● What to do:
Take from the listing each line that has the string "instance".

● Records for processing:
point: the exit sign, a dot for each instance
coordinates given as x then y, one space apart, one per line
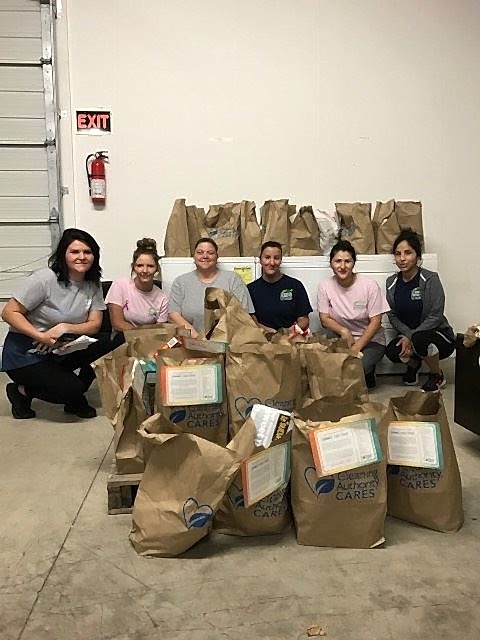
94 121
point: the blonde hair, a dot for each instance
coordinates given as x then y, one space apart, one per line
146 247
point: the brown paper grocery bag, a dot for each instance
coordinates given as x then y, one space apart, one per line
385 226
122 402
409 216
356 225
269 516
128 446
184 482
143 341
109 373
209 421
227 321
333 371
275 221
261 374
223 226
196 225
426 497
250 231
304 234
177 243
342 510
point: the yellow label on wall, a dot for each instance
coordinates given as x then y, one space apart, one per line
246 273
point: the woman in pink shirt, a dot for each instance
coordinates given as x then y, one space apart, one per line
137 301
351 305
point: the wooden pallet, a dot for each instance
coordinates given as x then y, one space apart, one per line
121 491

● Response area:
point: the exit sign, a dot for each instance
point: the blonde hair, a dot for each instance
point: the brown paper grocery bag, a dot for each instance
point: the yellow label on wall, a dot for each instance
point: the woman in pink shirt, a dot for each instance
point: the wooden pallet, a dot for each instance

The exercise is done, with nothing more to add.